ARBEITSAUFTRAG 1: Von wem hat Geoff Grainger laut dem Textauszug über das Festival Musik Maritim seine Lieder gelernt?

TEXTAUSZUG:
—————

Beim 4. Festival „Musik Maritim“ ging es am Wochenende in Vegesack um mehr als „Blaue Jungs“ und „Waterkant“

Bei 120-beats-per-minute rockte Vegesack zum „drunken sailor“

„Ich singe die Lieder im Originalzustand von 1880“, erklärt Sänger Geoff Grainger. „Ich hab sie nämlich von meiner Mutter gelernt. Und die hat sie im Waisenhaus aufgeschnappt.“ Mit seinem wallenden weißen Bart und seiner englischen Konzertina verkörpert der Brite wie kaum ein anderer auf dem 4. Festival Musik Maritim an diesem Wochenende in Vegesack das Bild des singenden Seebären.

—————

VORLIEGENDE EINTRÄGE:
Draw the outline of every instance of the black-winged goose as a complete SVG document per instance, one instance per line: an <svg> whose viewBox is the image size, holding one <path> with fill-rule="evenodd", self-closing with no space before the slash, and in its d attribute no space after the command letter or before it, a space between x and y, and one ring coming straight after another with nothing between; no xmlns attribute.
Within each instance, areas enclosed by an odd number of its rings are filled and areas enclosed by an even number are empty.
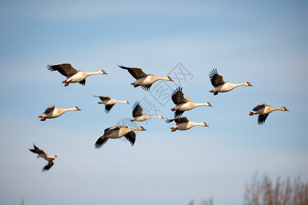
<svg viewBox="0 0 308 205"><path fill-rule="evenodd" d="M175 118L175 119L171 119L171 120L168 120L167 119L167 120L166 120L166 123L170 123L172 121L175 122L175 126L170 127L170 128L171 129L171 132L175 132L177 130L179 130L179 131L186 131L188 130L190 128L191 128L192 127L194 126L209 126L205 122L194 122L192 121L190 121L188 120L186 117L182 117L182 118Z"/></svg>
<svg viewBox="0 0 308 205"><path fill-rule="evenodd" d="M77 70L70 64L62 64L59 65L48 65L47 69L51 71L58 71L60 73L66 77L62 83L67 86L69 83L79 83L82 85L86 84L86 78L92 74L107 74L103 70L97 72L87 72L83 70Z"/></svg>
<svg viewBox="0 0 308 205"><path fill-rule="evenodd" d="M131 85L136 87L142 86L146 91L149 91L152 86L152 84L158 80L164 80L168 81L173 81L170 77L157 77L153 74L147 74L143 72L141 68L127 68L123 66L118 66L123 69L127 70L128 72L136 79L134 83L131 83Z"/></svg>
<svg viewBox="0 0 308 205"><path fill-rule="evenodd" d="M175 118L181 117L183 113L185 111L190 110L198 106L209 106L212 107L211 103L206 102L204 103L196 103L191 101L190 98L185 98L184 94L182 92L183 87L179 87L172 94L171 99L177 105L172 108L171 111L175 111Z"/></svg>
<svg viewBox="0 0 308 205"><path fill-rule="evenodd" d="M66 109L60 107L55 108L55 105L52 105L49 106L44 112L42 113L42 115L40 115L38 118L41 118L40 121L44 121L47 118L57 118L68 111L81 111L81 109L77 106Z"/></svg>
<svg viewBox="0 0 308 205"><path fill-rule="evenodd" d="M135 131L146 131L143 126L138 126L138 128L129 128L126 125L113 126L105 130L103 136L99 137L95 143L94 148L99 149L103 146L109 138L118 139L124 136L133 146L136 140Z"/></svg>
<svg viewBox="0 0 308 205"><path fill-rule="evenodd" d="M116 102L122 102L125 104L129 104L129 102L127 100L117 100L114 98L110 98L108 96L93 96L97 98L99 98L101 100L101 102L99 102L97 103L99 104L105 104L105 112L106 113L108 113L110 109L112 108L112 107L116 104Z"/></svg>
<svg viewBox="0 0 308 205"><path fill-rule="evenodd" d="M159 116L149 116L142 113L142 108L140 107L139 102L136 102L133 105L133 118L131 121L144 121L150 118L164 119L162 115Z"/></svg>
<svg viewBox="0 0 308 205"><path fill-rule="evenodd" d="M218 92L229 92L238 86L253 86L249 82L240 84L224 82L222 77L217 72L217 68L213 69L213 70L209 72L209 77L211 79L211 85L215 87L214 90L210 90L209 92L214 93L215 96L217 95Z"/></svg>
<svg viewBox="0 0 308 205"><path fill-rule="evenodd" d="M249 115L259 115L258 116L258 124L262 124L265 122L268 114L275 110L280 110L283 111L288 111L289 110L285 107L281 107L280 108L272 107L270 105L266 105L265 102L260 103L253 109L252 111L250 111Z"/></svg>
<svg viewBox="0 0 308 205"><path fill-rule="evenodd" d="M29 149L29 150L34 153L38 154L38 158L42 157L48 161L48 164L47 164L42 169L42 171L43 172L47 171L53 165L53 161L55 157L57 157L57 155L50 156L49 154L45 153L43 150L40 150L38 147L36 146L34 144L33 144L33 146L34 147L34 149Z"/></svg>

—————

ARBEITSAUFTRAG 2: Schreiben Sie aus den Einträgen den Abschnitt unverändert ab, der mit der ersten Zeile beginnt und mit der Zeile endet, die „118L181 117L183 113L185“ enthält, beide Grenzzeilen eingeschlossen. Lassen Sie die Bilder dabei weg.

LÖSUNG 1: Von seiner Mutter.

LÖSUNG 2:
Draw the outline of every instance of the black-winged goose as a complete SVG document per instance, one instance per line: an <svg> whose viewBox is the image size, holding one <path> with fill-rule="evenodd", self-closing with no space before the slash, and in its d attribute no space after the command letter or before it, a space between x and y, and one ring coming straight after another with nothing between; no xmlns attribute.
Within each instance, areas enclosed by an odd number of its rings are filled and areas enclosed by an even number are empty.
<svg viewBox="0 0 308 205"><path fill-rule="evenodd" d="M175 118L175 119L171 119L171 120L168 120L167 119L167 120L166 120L166 123L170 123L172 121L175 122L175 126L170 127L170 128L171 129L171 132L175 132L177 130L179 130L179 131L186 131L188 130L190 128L191 128L192 127L194 126L209 126L205 122L194 122L192 121L190 121L188 120L186 117L182 117L182 118Z"/></svg>
<svg viewBox="0 0 308 205"><path fill-rule="evenodd" d="M77 70L70 64L62 64L59 65L48 65L47 69L51 71L58 71L60 73L66 77L62 83L67 86L69 83L79 83L82 85L86 84L86 78L92 74L107 74L103 70L97 72L87 72L83 70Z"/></svg>
<svg viewBox="0 0 308 205"><path fill-rule="evenodd" d="M131 85L136 87L142 86L146 91L149 91L152 86L152 84L158 80L164 80L168 81L173 81L170 77L157 77L153 74L147 74L143 72L141 68L127 68L123 66L118 66L123 69L127 70L128 72L136 79L134 83L131 83Z"/></svg>
<svg viewBox="0 0 308 205"><path fill-rule="evenodd" d="M175 118L181 117L183 113L185 111L190 110L198 106L209 106L212 107L211 103L206 102L204 103L196 103L191 101L190 98L185 98L184 94L182 92L183 87L179 87L172 94L171 99L177 105L172 108L171 111L175 111Z"/></svg>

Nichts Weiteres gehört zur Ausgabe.